**Study material:**
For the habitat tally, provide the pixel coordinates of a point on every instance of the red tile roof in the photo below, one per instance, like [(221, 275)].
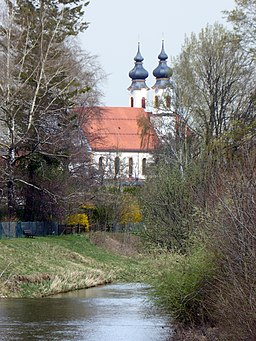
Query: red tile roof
[(118, 128)]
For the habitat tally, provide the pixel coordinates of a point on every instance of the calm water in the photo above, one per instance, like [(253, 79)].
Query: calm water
[(119, 312)]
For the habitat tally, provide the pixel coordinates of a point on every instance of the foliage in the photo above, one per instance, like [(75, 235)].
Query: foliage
[(182, 288), (131, 212), (214, 82), (80, 219), (243, 18), (168, 205), (43, 74), (232, 228)]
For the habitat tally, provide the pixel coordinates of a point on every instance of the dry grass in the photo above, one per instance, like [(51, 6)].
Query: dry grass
[(46, 266)]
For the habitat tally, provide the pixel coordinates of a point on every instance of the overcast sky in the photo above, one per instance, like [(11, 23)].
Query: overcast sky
[(116, 26)]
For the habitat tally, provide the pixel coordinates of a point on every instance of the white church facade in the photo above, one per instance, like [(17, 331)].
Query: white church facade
[(122, 139)]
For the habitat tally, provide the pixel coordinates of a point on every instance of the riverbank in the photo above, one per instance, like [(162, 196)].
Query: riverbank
[(43, 266)]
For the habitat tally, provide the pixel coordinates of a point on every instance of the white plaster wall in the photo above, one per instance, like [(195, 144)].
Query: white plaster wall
[(137, 97), (109, 163)]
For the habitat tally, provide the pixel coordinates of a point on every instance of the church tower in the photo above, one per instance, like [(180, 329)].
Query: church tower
[(138, 89), (162, 95)]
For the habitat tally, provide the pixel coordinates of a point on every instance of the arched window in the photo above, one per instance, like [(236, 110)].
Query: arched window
[(101, 164), (117, 166), (168, 101), (130, 167), (156, 102), (144, 166)]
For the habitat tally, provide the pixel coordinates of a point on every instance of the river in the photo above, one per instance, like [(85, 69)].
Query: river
[(117, 312)]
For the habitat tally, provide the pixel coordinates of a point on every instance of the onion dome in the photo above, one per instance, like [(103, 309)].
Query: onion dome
[(163, 72), (138, 74)]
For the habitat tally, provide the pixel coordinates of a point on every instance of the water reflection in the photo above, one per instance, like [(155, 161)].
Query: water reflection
[(110, 313)]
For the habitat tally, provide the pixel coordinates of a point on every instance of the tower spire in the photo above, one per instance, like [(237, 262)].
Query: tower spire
[(138, 89)]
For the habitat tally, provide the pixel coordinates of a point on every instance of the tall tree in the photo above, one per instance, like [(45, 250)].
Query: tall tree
[(43, 75), (243, 18), (214, 81)]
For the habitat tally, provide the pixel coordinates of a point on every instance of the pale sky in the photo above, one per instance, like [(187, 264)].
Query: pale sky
[(116, 26)]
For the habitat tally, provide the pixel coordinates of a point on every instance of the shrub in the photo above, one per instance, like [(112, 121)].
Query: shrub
[(183, 287), (80, 219)]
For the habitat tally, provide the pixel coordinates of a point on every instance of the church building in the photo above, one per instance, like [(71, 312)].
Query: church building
[(122, 139)]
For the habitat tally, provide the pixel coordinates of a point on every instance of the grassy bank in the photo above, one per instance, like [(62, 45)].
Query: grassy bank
[(41, 266)]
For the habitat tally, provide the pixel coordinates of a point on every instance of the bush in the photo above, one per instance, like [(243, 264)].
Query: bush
[(183, 287), (80, 219)]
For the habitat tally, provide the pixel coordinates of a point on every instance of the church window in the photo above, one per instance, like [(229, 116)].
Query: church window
[(117, 166), (130, 167), (101, 164), (144, 166), (168, 101), (156, 102)]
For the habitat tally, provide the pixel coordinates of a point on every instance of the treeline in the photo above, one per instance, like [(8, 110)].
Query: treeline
[(199, 199), (45, 170)]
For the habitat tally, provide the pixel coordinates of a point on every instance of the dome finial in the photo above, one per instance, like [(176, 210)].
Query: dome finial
[(138, 74)]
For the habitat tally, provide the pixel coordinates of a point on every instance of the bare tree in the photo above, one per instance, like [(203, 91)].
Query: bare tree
[(43, 76), (214, 82)]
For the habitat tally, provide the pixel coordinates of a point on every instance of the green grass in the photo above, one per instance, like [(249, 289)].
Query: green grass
[(41, 266)]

**Assigned task:**
All that's required is the material above repeated exactly, minus any picture.

**Task solution:**
For the habitat tally, provide the pixel coordinates of a point on every instance of the red tile roof in the photo below, one per instance, like [(221, 275)].
Query: red tile roof
[(118, 128)]
For the habitat tally, provide the pixel coordinates of a point on every instance of the calm water in the photo above, one per instance, like [(253, 79)].
Query: calm water
[(119, 312)]
For the habitat tally, provide the pixel coordinates of a point on every instance of the foliage in the photo above, one per instance, like [(75, 235)].
Query: foliage
[(182, 288), (131, 212), (214, 82), (80, 219), (243, 18), (168, 205), (43, 74), (232, 228)]
For the habitat tally, provide the pixel coordinates of a point on every instance of the dry grass in the photo above, one per instance, like [(51, 6)].
Query: dry grass
[(46, 266)]
For the habitat tally, provide the pixel coordinates of a point on every instance of the overcast sky in the photo above, one per instance, like [(11, 23)].
Query: overcast sky
[(116, 26)]
For the habitat tally, provide the pixel coordinates of a point on every instance of the white church facade in the photo above, one per instance, like [(17, 331)].
Query: white church facade
[(122, 139)]
For the habitat tally, provide the pixel coordinates of a point on every instance of the riverbank in the photo above, one per instance, like [(162, 196)].
Query: riverbank
[(43, 266)]
For the habitat tally, provide the pixel coordinates of a point on every instance of the white plaster wall in the photo above, one per instance, like [(195, 144)].
Query: white plaster wall
[(137, 97), (109, 163)]
For the habitat tally, provide the pixel coordinates of a point on every instance of the church tower in the photo above, one per instance, like [(180, 329)].
Query: church tower
[(138, 89), (162, 95)]
For the habitat tally, provide the pixel coordinates of a point on every instance of the arched window in the photo above, one per instance, like [(236, 110)].
Query: arched window
[(101, 164), (117, 166), (168, 101), (130, 167), (156, 102), (144, 166)]
For the habitat tally, provide the pixel coordinates of a point on every instance of the river in the photo above, one per instance, like [(85, 69)].
Query: river
[(117, 312)]
For the habitat tally, provide the pixel coordinates of a point on every instance of the onion dome in the photo above, one per instance, like [(103, 309)].
Query: onion dome
[(163, 72), (138, 74)]
For the habitat tally, provide the pixel coordinates of a point on every instance of the water reflection in the photo above, one per instance, like [(155, 161)].
Query: water reflection
[(110, 313)]
For the habitat tally, provide the pixel coordinates of a point on every instance of the tower spire in the photo above, one per instance, like [(237, 262)].
Query: tower spire
[(138, 89)]
For the habitat tally, provide the pixel coordinates of a point on every instance of the tall tree in the photo above, one per instance, like [(45, 250)].
Query: tall tree
[(43, 75), (243, 18), (214, 81)]
For the habitat tally, provide the pixel coordinates of a point on every instance of the pale sky in the photo above, one per instance, like [(187, 264)].
Query: pale sky
[(116, 26)]
For the habitat tally, provide the pixel coordinates of a point on every instance of the shrub in the photo above, one per instance, like [(112, 121)].
Query: shrub
[(183, 287), (80, 219)]
For the habitat tally, provide the pixel coordinates of a point on every instance of the church building in the photo above, one per instance, like [(71, 312)].
Query: church building
[(122, 139)]
For the habitat tally, provide the pixel coordinates of a point on every instance of the grassy bank in the photo above, one per instance, like [(62, 45)].
Query: grassy bank
[(41, 266)]
For the habitat tally, provide the pixel coordinates of a point on every instance of the bush in the photo above, one per instance, like [(243, 264)].
Query: bush
[(183, 287), (80, 219)]
For the habitat tally, provide the pixel coordinates of a point on every instance of the church window in the photo above, one per instance, like [(229, 116)].
Query: church window
[(117, 166), (130, 167), (101, 164), (144, 166), (168, 101), (156, 102)]
For the habitat tally, provide the pixel coordinates of a point on every instance of the treeline in the photo above, one per instance, like [(8, 110)].
Query: treeline
[(199, 199), (45, 170)]
For the habitat tally, provide the pixel coordinates of a point on every instance of the dome finial in the photo above, one per instance, like [(176, 210)].
Query: dome finial
[(138, 74)]
For the habitat tally, provide the pixel coordinates of a point on every instance of the bare tree in the photo above, one per instance, like [(203, 91)].
Query: bare tree
[(43, 76), (214, 82)]
For the habitat tally, provide the pixel coordinates of a point on every instance of the green grass in the photo above, one per instance, like [(249, 289)].
Query: green grass
[(41, 266)]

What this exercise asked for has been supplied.